Stated goal A> Repeat the entries below word for word, starting with the first line of the entries and going on through the line with "[[147, 119]]".

Text to read>
--------------------------------------------------

The decision



Upper Tribunal
(Immigration and Asylum Chamber) Appeal Number: EA/00164/2018


THE IMMIGRATION ACTS


Heard at Field House
Decision & Reasons Promulgated
On 20 February 2019
On 28 February 2019



Before

UPPER TRIBUNAL JUDGE KAMARA


Between

DAVID OWUSU TABIRI
(ANONYMITY DIRECTION NOT made)
Appellant
and

THE SECRETARY OF STATE FOR THE HOME DEPARTMENT
Respondent


Representation:
For the Appellant: Mr B Amunwa, counsel instructed by Fortwell Solicitors
For the Respondent: Mr N Bramble, Senior Home Office Presenting Officer


DECISION AND REASONS

Introduction
1. This is an appeal against the decision of First-tier Tribunal Judge Watson, promulgated on 29 November 2018. Permission to appeal was granted by First-tier Tribunal Judge O'Garro on 27 December 2018.

Anonymity
2. No direction has been made previously, and there is no reason for one now
Background
3. The appellant entered the United Kingdom as a visitor during 2001. According to the Secretary of State's summary of his immigration history, he extended his leave until 28 May 2003. Thereafter, the appellant made several unsuccessful applications for a residence card and leave to remain on human rights grounds. On 6 July 2017, he sought a residence card as confirmation that he was a family member of a European Economic Area or Swiss national exercising Treaty rights in the United Kingdom. The appellant submitted a customary marriage certificate which stated that he had married his spouse in Ghana on 28 August 2016 by proxy.

--------------------------------------------------

Stated goal B> Quote the tribunal decision above, starting with "Introduction" and going on through "27 December 2018.".

--------------------------------------------------

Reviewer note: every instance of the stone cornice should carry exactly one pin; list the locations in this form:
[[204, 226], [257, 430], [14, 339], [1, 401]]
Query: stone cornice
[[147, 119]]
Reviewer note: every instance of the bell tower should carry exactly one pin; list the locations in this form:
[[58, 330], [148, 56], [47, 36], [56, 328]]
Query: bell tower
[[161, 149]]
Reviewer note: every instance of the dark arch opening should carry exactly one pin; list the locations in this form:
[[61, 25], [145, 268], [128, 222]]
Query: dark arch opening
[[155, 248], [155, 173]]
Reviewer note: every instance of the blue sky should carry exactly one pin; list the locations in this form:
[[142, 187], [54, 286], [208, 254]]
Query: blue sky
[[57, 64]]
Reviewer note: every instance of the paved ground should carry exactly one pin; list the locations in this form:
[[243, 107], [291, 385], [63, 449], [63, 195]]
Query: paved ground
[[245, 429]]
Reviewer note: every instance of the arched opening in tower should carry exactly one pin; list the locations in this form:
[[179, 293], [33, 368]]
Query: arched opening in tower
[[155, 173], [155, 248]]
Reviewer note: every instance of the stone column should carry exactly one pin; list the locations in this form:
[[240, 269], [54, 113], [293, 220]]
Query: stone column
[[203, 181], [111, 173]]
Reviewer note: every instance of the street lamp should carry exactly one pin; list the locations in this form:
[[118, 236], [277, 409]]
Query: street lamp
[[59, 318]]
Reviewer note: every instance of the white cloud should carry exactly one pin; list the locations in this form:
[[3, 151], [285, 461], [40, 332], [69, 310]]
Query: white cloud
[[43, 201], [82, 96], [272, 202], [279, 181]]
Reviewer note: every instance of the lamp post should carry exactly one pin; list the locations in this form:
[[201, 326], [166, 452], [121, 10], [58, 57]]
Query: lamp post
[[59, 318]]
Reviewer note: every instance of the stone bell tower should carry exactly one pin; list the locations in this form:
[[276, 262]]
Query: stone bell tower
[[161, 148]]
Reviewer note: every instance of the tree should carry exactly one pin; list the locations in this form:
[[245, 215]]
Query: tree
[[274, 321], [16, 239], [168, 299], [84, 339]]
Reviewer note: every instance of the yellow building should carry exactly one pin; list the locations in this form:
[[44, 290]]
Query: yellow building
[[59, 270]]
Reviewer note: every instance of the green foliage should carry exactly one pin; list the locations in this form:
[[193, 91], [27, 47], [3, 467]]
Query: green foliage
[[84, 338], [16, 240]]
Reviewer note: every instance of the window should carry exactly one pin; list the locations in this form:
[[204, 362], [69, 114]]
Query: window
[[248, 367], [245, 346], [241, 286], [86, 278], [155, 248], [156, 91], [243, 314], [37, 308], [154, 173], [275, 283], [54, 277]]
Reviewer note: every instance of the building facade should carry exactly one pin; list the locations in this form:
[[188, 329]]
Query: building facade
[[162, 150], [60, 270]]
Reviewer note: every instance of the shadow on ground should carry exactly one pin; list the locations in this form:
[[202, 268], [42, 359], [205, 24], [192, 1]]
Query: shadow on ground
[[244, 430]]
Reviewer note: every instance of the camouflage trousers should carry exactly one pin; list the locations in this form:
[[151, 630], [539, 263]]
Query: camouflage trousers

--------------------------------------------------

Result A>
Reviewer note: every instance of the stone cornice should carry exactly one pin; list the locations in this form:
[[204, 226], [257, 430], [14, 339], [1, 401]]
Query: stone cornice
[[147, 119]]

Result B>
Introduction
1. This is an appeal against the decision of First-tier Tribunal Judge Watson, promulgated on 29 November 2018. Permission to appeal was granted by First-tier Tribunal Judge O'Garro on 27 December 2018.